++++ Records supplied ++++

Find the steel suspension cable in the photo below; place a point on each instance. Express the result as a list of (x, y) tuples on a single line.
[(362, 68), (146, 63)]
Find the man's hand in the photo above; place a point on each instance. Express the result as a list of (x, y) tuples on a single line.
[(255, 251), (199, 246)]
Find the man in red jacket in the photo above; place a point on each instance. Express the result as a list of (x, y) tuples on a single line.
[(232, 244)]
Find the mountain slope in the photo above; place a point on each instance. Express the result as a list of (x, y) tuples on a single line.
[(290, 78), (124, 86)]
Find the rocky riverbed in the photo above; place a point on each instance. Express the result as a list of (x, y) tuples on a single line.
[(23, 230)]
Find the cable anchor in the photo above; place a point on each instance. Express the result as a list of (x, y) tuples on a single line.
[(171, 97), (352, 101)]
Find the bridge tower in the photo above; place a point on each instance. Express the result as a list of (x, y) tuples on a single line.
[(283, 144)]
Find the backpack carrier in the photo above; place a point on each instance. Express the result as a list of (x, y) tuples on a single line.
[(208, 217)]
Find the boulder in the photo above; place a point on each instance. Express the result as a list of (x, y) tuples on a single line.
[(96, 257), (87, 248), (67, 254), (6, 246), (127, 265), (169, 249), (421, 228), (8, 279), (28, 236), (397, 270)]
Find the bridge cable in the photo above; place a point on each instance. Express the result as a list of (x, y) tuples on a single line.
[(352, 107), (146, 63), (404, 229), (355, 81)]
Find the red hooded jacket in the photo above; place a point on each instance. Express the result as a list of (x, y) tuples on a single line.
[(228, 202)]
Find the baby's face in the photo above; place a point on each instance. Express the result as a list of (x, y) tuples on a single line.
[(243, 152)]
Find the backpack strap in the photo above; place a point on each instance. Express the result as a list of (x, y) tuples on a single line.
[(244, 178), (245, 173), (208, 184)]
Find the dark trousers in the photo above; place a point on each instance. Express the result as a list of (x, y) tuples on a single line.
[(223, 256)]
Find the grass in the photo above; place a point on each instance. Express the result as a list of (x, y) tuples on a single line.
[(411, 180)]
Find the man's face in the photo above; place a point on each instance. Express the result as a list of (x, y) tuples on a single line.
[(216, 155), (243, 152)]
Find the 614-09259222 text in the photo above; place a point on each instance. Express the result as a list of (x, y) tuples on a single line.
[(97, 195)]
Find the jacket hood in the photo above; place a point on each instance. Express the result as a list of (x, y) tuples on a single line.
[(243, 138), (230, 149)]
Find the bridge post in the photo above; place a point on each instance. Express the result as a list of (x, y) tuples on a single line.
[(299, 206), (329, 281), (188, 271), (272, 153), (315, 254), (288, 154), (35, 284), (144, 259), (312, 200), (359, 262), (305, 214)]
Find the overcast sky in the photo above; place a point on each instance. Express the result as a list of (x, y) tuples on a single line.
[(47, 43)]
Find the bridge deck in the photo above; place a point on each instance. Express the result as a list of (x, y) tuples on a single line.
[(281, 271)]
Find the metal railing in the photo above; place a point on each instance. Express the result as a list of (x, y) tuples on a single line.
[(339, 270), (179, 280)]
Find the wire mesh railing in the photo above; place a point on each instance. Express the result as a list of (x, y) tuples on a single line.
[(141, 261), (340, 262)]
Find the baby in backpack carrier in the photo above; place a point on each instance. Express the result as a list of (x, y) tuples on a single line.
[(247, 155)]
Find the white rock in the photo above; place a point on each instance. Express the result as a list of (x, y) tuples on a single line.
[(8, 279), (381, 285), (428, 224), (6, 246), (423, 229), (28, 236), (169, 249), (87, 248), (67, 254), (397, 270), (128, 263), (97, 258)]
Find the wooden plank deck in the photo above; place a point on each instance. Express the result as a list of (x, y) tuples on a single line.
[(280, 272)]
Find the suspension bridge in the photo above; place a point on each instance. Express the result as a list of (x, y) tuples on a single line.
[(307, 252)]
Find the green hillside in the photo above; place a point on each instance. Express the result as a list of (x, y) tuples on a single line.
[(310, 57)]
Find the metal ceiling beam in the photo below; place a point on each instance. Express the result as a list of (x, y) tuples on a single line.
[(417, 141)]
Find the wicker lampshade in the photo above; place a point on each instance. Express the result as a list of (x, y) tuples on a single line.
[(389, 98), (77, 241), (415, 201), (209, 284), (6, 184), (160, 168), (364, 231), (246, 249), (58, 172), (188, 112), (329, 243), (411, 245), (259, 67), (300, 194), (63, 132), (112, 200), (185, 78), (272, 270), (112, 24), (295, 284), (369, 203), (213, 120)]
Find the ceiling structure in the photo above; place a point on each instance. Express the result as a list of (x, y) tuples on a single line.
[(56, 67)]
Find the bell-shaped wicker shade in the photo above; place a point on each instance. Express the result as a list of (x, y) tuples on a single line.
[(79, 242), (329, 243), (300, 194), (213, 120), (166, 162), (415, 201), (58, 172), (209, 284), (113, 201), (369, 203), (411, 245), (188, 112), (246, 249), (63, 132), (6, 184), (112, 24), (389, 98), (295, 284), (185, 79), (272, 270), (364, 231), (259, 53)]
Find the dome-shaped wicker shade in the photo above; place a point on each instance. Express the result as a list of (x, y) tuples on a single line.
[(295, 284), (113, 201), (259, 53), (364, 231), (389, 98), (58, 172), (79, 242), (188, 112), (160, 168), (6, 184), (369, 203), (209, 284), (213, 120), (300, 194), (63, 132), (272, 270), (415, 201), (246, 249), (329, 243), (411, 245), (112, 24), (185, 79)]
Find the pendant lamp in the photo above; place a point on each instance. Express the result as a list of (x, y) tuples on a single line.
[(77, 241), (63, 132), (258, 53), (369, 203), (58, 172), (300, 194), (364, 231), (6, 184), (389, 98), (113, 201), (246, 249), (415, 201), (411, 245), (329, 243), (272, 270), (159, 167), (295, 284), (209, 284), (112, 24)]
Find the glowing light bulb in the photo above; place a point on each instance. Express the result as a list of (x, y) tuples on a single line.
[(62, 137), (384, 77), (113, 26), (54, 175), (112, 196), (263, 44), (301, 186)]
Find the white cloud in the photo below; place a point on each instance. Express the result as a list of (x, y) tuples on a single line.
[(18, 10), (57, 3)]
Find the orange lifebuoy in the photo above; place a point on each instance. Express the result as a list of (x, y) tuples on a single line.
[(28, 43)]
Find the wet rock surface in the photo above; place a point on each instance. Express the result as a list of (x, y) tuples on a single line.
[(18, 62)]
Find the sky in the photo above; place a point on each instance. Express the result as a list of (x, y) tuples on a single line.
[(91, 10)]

++++
++++ Records supplied ++++

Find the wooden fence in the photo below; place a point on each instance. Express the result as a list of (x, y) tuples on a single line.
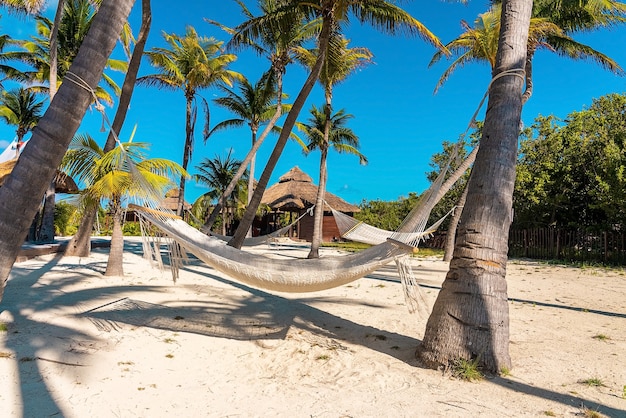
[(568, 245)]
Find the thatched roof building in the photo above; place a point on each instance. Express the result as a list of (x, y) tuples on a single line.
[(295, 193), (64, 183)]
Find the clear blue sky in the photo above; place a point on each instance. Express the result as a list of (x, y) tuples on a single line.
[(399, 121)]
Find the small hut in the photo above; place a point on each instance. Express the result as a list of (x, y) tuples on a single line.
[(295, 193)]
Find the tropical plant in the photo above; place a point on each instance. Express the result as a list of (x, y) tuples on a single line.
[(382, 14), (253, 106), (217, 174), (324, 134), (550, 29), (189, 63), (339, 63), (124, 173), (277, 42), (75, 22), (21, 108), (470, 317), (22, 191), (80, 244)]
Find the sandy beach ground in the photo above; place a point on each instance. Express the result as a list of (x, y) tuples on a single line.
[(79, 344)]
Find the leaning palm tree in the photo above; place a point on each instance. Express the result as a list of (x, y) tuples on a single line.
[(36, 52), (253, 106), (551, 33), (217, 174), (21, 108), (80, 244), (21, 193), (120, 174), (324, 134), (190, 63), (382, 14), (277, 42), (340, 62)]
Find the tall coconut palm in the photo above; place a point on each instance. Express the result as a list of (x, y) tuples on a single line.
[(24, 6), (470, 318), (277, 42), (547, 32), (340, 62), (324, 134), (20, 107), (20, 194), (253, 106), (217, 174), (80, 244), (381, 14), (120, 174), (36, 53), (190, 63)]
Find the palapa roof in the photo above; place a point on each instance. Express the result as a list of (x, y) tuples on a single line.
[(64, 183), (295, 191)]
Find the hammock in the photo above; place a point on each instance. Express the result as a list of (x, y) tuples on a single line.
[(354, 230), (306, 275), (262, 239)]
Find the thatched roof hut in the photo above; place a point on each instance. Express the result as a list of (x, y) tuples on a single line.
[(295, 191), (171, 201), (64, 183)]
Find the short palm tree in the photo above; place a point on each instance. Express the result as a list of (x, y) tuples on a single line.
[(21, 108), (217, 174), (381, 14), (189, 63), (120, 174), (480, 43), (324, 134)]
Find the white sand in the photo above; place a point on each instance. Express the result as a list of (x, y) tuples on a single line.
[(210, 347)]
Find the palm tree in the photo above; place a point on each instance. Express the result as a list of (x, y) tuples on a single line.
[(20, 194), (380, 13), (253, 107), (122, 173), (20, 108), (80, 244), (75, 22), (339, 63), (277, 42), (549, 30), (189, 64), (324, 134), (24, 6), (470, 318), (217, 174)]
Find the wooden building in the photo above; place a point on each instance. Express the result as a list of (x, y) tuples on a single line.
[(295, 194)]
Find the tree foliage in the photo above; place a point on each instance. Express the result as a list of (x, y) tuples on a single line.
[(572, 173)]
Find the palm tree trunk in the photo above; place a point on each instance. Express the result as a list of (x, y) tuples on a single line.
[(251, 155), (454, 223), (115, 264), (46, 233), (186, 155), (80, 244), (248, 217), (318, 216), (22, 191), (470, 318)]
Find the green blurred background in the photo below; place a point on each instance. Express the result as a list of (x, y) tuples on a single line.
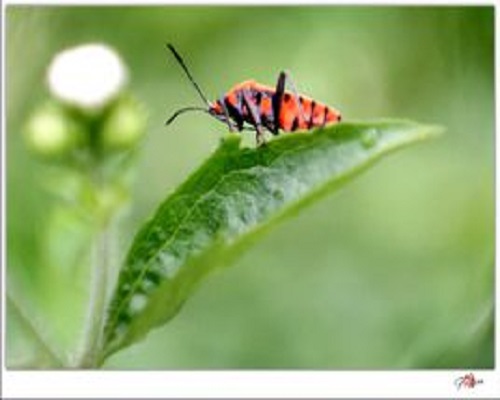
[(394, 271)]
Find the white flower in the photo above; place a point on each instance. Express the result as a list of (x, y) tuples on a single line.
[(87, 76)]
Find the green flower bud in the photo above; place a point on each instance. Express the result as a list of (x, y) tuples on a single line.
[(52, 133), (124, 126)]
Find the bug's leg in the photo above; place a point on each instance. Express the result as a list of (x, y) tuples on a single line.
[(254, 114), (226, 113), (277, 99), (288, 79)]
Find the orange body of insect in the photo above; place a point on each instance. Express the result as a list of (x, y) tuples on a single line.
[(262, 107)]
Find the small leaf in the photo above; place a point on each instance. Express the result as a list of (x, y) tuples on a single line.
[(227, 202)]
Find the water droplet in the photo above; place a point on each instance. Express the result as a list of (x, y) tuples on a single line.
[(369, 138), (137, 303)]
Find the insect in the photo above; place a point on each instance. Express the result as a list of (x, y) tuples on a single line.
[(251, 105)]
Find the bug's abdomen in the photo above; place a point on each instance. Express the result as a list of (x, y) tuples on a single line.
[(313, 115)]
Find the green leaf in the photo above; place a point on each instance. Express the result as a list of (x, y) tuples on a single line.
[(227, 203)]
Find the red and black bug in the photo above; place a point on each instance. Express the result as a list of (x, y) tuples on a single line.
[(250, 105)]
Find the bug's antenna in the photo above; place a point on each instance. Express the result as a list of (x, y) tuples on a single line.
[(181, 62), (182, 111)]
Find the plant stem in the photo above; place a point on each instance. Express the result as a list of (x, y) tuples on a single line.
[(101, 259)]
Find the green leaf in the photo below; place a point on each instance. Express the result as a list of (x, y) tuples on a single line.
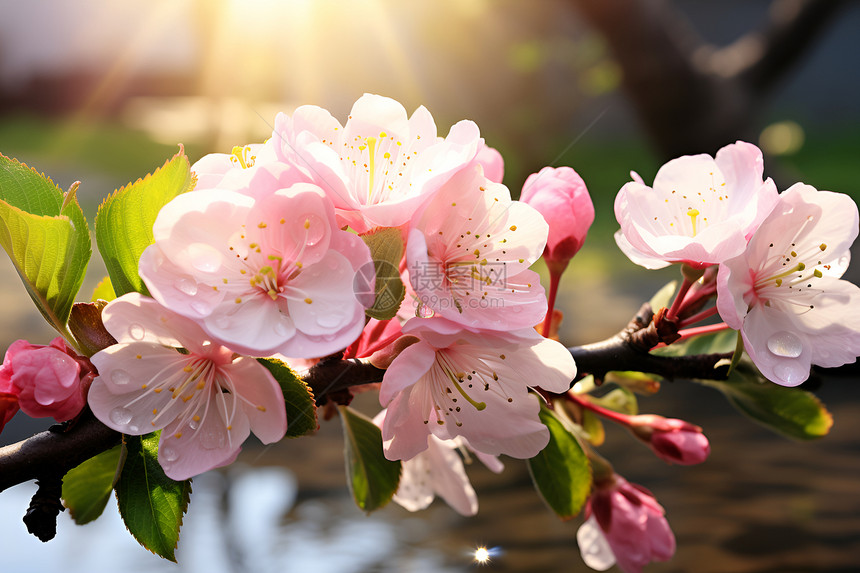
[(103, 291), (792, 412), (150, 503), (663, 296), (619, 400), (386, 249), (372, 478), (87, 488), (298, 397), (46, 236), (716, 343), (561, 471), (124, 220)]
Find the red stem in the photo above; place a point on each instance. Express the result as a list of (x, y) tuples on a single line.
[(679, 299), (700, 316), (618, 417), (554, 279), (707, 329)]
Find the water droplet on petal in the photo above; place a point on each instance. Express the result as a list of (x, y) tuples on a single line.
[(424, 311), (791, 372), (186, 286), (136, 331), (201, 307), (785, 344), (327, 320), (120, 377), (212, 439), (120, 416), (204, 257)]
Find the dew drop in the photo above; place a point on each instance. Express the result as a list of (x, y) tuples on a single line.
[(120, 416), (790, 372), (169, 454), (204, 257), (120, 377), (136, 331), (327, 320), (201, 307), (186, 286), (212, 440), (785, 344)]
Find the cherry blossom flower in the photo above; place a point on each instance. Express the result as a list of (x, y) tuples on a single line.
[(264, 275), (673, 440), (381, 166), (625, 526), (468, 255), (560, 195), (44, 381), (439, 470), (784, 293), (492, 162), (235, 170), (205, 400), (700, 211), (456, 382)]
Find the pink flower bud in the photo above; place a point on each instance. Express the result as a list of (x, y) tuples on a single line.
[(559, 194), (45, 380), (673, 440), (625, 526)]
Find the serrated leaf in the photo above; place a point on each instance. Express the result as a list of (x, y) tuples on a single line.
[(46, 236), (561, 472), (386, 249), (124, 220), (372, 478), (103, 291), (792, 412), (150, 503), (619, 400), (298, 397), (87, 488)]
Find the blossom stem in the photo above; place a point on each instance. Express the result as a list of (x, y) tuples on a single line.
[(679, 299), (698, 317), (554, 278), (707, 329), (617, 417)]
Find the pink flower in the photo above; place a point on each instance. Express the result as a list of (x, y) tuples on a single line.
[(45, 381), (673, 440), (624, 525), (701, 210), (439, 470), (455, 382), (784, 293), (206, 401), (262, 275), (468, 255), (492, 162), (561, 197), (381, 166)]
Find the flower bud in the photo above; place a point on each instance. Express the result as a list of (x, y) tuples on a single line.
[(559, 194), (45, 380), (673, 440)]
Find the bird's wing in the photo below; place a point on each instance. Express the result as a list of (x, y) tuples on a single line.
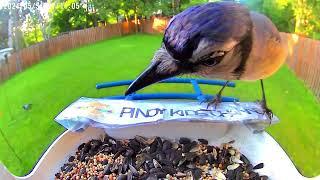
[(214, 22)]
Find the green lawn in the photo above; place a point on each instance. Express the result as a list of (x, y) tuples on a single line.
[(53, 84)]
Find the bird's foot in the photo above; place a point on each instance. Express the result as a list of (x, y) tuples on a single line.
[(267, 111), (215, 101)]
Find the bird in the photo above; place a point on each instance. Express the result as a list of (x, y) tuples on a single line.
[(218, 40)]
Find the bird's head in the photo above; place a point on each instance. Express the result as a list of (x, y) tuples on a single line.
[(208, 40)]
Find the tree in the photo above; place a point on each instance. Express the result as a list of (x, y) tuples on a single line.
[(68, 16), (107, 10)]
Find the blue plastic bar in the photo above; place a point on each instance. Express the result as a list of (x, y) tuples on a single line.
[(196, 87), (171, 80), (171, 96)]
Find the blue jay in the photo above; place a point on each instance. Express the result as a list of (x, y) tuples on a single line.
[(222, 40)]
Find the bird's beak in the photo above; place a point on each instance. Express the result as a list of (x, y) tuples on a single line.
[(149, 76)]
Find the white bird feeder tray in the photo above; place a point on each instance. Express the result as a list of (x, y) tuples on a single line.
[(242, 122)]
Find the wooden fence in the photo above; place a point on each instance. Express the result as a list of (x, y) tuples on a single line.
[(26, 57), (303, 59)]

++++
++++ Records supplied ++++

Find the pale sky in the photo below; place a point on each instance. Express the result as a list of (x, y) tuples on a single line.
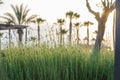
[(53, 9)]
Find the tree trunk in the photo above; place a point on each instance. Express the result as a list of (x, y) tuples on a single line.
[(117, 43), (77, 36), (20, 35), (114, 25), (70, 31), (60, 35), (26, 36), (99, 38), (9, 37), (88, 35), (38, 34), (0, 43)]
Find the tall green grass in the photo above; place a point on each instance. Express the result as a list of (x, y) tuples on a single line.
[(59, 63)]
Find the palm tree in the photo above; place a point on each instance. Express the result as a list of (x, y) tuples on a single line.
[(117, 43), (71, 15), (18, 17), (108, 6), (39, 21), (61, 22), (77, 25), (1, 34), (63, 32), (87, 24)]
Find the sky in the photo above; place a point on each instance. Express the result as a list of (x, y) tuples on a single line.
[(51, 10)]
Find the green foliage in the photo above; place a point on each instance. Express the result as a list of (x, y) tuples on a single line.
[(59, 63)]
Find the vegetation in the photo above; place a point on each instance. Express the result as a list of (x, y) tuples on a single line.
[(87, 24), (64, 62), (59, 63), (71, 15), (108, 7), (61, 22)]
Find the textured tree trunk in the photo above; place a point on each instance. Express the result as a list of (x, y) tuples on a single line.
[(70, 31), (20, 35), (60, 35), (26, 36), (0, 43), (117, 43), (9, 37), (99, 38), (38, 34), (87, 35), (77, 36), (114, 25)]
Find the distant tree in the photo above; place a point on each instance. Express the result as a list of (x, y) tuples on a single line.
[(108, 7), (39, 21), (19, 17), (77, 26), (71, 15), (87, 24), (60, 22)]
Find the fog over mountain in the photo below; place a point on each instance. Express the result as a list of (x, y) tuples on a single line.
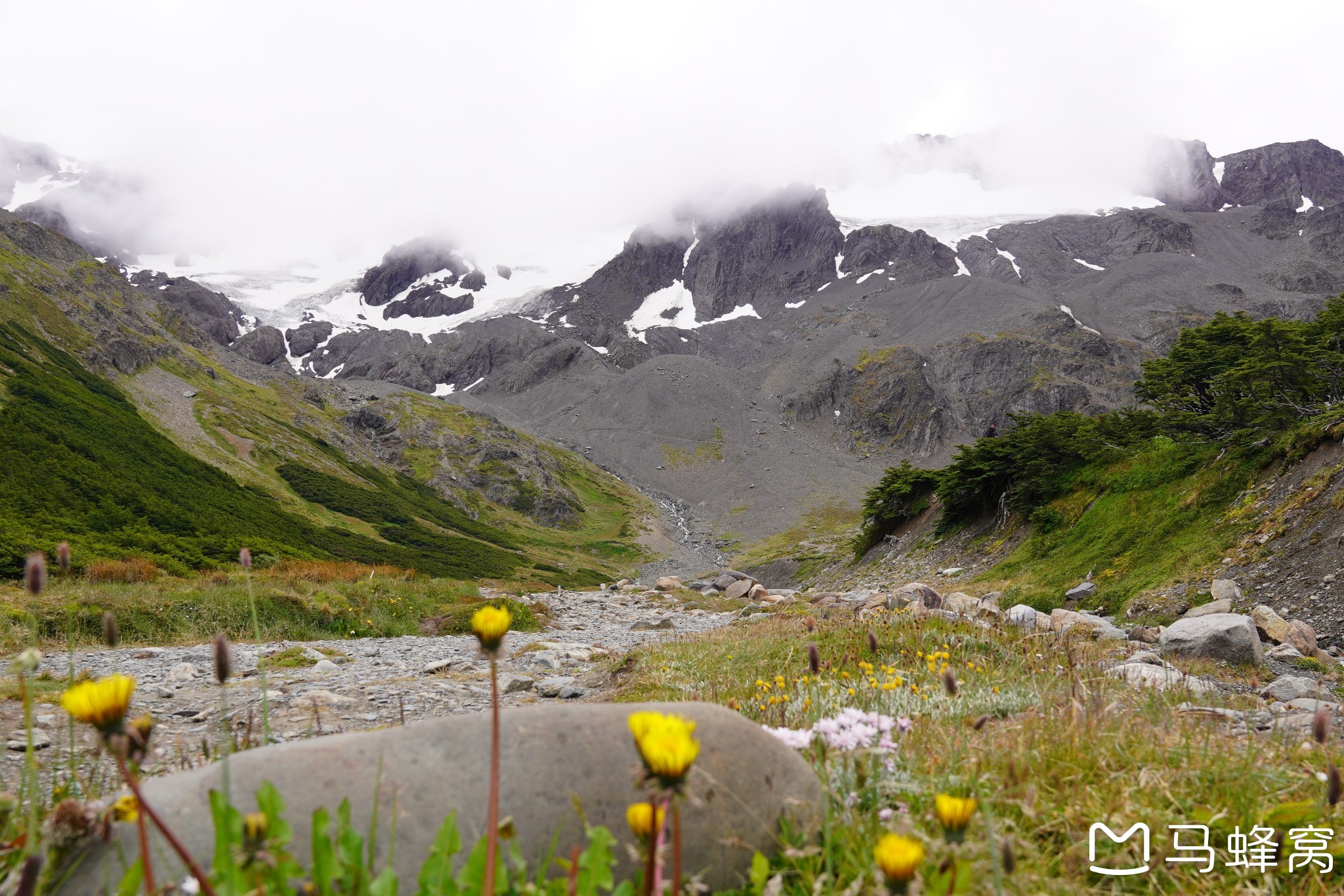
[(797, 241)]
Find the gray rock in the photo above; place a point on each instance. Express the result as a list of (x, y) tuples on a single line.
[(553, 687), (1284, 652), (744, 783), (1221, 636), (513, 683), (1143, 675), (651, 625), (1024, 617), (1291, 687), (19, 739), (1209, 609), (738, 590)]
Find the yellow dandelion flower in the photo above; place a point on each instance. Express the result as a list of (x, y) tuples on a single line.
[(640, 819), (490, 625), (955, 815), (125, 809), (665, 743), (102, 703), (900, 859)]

++++

Task instructions - Reproduce the stretch of rows from the line containing "Find the small hut" through the line containing "[(79, 344)]", switching "tropical plant" to "tropical shrub" and leaving everything else unchanged.

Result of this task -
Find the small hut in the photo above; place a point on each instance. Express the result as a list of (x, y) tuples on a single line.
[(295, 193)]
Find the tropical shrub in the photo above; place a point on each instance. Express the result as a list of (x, y) tuples on a single line.
[(382, 14), (253, 106), (217, 174), (324, 134), (550, 29), (189, 63), (339, 63), (124, 173), (277, 42), (75, 22), (21, 108), (470, 317), (22, 191), (80, 244)]
Find the sandy beach ground in the photo above; place a point on each instance. Express the result as a list of (x, y) tuples on a single line.
[(79, 344)]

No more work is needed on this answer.